___ Material for this task

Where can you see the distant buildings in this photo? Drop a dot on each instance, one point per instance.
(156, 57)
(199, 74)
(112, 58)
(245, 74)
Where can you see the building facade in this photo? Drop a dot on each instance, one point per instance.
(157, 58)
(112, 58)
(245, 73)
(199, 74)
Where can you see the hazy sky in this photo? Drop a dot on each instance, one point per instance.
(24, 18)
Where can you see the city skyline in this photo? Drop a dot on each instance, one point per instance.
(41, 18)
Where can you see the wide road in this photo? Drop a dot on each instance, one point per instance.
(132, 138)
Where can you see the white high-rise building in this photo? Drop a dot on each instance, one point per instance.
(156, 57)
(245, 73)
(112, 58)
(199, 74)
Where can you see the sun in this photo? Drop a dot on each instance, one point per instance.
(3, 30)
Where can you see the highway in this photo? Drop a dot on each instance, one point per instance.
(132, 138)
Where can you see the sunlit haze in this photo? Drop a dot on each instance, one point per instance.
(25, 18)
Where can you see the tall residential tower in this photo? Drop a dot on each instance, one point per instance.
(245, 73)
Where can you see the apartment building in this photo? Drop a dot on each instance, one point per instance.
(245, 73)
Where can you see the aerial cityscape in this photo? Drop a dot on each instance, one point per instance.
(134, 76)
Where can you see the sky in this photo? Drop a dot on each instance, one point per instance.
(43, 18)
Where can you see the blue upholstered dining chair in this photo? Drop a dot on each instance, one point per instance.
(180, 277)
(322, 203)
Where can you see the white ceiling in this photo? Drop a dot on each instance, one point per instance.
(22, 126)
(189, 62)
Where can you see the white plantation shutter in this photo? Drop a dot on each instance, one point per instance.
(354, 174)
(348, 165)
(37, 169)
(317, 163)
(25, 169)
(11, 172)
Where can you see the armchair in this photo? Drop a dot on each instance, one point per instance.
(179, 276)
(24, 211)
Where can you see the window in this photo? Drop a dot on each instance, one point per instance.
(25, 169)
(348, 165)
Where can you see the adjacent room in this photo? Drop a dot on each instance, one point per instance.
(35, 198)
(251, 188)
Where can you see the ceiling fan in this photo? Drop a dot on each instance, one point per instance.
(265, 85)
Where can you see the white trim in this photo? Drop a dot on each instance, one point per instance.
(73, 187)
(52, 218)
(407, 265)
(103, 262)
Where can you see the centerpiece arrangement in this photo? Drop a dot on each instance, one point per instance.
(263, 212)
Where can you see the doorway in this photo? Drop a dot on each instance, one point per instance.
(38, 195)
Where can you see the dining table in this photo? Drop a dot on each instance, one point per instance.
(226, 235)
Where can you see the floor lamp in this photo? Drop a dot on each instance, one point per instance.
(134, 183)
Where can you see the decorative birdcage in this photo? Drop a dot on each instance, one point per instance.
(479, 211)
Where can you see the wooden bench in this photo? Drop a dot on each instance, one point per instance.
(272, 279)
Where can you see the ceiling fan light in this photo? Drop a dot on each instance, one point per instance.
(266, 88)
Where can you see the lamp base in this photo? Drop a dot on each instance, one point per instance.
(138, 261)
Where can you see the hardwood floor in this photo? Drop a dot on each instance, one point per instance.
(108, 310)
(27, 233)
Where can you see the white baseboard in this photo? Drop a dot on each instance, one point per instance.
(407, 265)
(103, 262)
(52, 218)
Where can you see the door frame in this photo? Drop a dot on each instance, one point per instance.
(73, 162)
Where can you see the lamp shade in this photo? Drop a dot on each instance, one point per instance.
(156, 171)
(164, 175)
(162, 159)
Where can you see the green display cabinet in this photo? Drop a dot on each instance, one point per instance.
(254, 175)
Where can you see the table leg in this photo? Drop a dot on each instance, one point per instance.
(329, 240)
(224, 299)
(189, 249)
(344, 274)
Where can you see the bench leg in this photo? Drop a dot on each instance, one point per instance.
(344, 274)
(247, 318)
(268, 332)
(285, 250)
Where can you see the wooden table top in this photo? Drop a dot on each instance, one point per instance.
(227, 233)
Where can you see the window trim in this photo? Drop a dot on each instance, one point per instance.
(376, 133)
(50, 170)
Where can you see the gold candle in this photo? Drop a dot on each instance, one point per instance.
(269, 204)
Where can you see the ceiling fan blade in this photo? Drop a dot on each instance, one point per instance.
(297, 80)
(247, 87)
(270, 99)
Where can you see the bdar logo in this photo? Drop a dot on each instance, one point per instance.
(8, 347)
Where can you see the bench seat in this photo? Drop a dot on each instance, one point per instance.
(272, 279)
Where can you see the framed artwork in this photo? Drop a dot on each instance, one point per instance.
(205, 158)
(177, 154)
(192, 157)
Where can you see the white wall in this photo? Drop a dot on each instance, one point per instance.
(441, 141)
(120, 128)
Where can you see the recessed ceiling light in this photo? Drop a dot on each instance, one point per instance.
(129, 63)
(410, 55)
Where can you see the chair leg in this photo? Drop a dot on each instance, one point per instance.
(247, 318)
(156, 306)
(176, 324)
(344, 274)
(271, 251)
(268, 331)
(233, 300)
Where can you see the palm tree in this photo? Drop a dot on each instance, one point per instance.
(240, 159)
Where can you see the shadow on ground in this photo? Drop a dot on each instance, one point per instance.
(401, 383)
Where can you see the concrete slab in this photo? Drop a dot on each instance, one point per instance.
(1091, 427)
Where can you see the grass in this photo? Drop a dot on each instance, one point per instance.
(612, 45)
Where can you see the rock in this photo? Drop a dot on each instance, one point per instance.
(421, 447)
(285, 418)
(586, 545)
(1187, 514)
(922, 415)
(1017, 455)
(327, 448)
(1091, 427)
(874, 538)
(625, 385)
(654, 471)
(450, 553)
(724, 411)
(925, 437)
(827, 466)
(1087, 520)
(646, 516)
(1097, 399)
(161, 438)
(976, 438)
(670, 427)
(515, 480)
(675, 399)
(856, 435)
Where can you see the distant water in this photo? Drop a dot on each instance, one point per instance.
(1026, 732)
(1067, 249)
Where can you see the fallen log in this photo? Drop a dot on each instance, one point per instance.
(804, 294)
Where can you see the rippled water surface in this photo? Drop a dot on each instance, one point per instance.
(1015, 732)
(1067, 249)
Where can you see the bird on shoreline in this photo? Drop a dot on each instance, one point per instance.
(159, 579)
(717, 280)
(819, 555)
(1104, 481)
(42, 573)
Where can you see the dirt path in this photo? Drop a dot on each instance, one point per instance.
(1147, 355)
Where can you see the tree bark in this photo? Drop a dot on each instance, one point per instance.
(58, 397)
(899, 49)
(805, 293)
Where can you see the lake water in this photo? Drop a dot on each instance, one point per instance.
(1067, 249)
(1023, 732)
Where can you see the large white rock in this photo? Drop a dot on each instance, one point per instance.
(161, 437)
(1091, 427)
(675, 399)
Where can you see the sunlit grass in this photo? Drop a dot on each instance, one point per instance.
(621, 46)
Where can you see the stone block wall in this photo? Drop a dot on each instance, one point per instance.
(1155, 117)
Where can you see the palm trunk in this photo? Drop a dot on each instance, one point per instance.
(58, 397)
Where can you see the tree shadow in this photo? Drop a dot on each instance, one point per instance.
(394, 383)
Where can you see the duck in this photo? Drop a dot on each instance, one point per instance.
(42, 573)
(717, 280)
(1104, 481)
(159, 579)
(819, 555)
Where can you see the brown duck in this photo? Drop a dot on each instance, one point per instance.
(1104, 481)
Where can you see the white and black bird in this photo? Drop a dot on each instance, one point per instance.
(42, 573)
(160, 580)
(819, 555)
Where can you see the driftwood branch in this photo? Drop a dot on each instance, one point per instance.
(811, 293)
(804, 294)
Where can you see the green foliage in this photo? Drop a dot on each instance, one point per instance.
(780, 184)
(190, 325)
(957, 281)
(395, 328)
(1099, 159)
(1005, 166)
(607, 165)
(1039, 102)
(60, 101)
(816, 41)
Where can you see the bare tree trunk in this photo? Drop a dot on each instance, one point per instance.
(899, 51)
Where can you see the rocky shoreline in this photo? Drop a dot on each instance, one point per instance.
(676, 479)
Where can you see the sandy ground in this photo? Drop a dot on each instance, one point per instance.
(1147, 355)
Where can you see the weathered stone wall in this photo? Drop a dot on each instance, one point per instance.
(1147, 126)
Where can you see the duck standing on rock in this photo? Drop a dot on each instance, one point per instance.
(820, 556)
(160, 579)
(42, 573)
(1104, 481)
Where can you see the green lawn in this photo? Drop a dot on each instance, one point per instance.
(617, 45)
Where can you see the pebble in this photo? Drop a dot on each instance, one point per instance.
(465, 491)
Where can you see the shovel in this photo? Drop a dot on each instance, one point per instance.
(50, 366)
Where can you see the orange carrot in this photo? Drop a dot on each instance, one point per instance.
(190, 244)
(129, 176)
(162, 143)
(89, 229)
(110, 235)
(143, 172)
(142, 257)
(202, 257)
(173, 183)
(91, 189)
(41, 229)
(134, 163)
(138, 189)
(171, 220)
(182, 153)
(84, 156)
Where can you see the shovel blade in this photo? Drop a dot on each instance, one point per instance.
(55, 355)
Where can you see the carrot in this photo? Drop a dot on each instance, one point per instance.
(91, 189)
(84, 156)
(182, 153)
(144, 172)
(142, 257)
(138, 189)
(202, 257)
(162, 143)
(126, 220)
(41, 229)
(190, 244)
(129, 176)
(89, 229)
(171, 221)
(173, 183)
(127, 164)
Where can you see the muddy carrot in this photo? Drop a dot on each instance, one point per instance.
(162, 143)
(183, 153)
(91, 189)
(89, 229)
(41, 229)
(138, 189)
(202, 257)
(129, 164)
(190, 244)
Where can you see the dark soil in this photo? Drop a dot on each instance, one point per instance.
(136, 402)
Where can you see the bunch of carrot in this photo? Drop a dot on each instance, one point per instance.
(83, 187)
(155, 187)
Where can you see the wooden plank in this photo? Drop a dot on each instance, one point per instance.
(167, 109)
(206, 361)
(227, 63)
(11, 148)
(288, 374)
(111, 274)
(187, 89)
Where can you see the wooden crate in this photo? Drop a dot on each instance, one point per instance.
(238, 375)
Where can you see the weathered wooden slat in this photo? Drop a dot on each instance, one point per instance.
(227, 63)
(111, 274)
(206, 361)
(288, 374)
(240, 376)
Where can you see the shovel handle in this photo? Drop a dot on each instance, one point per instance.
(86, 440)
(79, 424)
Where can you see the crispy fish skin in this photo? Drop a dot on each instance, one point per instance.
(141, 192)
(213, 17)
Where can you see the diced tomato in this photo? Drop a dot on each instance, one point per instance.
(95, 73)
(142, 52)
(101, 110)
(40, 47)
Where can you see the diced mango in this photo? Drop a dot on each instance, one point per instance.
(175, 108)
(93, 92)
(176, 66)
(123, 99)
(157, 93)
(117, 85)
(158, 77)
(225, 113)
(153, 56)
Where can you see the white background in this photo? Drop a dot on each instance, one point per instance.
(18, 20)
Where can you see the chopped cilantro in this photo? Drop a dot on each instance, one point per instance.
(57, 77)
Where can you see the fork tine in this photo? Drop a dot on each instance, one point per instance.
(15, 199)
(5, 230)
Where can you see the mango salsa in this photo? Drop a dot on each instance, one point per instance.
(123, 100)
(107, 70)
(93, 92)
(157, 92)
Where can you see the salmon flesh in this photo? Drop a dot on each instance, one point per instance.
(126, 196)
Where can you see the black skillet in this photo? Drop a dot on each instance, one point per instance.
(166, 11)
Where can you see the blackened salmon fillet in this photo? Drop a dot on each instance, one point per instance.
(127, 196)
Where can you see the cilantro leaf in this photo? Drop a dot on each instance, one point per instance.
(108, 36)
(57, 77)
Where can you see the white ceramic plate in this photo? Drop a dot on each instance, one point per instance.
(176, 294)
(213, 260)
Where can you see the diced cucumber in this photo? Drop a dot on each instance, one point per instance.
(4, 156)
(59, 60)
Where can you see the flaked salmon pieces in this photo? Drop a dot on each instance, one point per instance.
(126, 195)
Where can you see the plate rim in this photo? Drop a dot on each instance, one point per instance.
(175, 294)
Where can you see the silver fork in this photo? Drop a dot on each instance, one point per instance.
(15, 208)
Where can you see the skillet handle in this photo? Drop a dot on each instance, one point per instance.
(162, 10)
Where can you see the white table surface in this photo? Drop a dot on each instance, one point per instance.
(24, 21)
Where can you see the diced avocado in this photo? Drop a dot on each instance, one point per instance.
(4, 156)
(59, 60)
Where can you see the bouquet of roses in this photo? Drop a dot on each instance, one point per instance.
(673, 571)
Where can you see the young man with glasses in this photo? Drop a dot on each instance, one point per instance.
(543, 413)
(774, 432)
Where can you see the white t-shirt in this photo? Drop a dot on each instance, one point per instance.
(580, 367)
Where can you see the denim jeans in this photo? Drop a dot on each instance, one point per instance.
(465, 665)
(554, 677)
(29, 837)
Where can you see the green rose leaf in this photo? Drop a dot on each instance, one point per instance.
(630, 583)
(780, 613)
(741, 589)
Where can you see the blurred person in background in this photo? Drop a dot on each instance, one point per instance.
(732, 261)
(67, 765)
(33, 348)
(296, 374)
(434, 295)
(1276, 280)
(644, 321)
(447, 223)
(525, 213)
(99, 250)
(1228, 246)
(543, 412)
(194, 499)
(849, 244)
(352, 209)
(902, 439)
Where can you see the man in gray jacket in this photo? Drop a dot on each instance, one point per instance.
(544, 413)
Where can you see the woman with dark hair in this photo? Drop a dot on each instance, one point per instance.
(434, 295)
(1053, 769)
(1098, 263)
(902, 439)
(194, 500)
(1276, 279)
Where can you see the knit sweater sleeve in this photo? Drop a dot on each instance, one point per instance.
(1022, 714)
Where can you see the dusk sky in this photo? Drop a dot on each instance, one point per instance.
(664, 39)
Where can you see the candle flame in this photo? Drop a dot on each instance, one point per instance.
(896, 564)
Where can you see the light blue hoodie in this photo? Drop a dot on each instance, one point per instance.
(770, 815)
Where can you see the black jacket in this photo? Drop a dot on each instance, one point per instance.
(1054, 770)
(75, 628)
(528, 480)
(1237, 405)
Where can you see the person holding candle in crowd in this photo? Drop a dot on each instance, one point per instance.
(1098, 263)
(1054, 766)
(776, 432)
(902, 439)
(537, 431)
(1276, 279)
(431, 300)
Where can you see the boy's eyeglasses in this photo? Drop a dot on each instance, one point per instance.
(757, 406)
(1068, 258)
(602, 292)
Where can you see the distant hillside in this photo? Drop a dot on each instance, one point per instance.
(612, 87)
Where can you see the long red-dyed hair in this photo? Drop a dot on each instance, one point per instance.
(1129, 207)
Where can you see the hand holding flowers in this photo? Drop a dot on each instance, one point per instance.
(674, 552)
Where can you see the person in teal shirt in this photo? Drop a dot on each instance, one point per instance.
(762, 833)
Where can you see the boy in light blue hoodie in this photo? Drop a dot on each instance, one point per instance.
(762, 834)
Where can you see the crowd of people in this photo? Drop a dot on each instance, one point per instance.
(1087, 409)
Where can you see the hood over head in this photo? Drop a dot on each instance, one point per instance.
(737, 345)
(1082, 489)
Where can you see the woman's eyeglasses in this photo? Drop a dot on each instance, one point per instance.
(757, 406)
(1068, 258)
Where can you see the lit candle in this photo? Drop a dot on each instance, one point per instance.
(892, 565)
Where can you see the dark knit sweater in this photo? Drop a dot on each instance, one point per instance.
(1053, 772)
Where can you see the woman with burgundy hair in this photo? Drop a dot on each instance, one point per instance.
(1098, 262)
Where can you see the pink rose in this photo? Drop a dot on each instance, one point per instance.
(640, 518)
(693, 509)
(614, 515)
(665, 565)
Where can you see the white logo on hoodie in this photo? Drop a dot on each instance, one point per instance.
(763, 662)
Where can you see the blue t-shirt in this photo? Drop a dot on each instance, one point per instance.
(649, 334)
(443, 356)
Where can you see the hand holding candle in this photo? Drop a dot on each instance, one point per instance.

______

■ Task: Repeat exactly the lines from the one containing "Where can you see the lit" through the last line of the records above, both included, and nothing else.

■ Output of the task:
Where can you see the lit candle in this photo? Drop a dot on each instance, one point per instance.
(892, 565)
Where can you see the dark knit sweater in this photo? Drop a dot on each instance, one point per instance.
(1053, 772)
Where can you see the woman with burgundy hair in this photo? Drop a dot on each instance, one point per instance.
(1098, 262)
Where can you see the pink rose in this photo? Drop a dot on each instance, one point per instance.
(640, 518)
(693, 509)
(614, 515)
(665, 565)
Where can you see the white logo on hoodie in this photo? Drop a dot on each instance, one point per instance.
(763, 662)
Where can you see the blue t-shirt in this photo? Drop a dot on each instance, one point per instance.
(649, 334)
(443, 356)
Where can you see the hand holding candle in this photo? Drop a dot on each instance, one point per instance.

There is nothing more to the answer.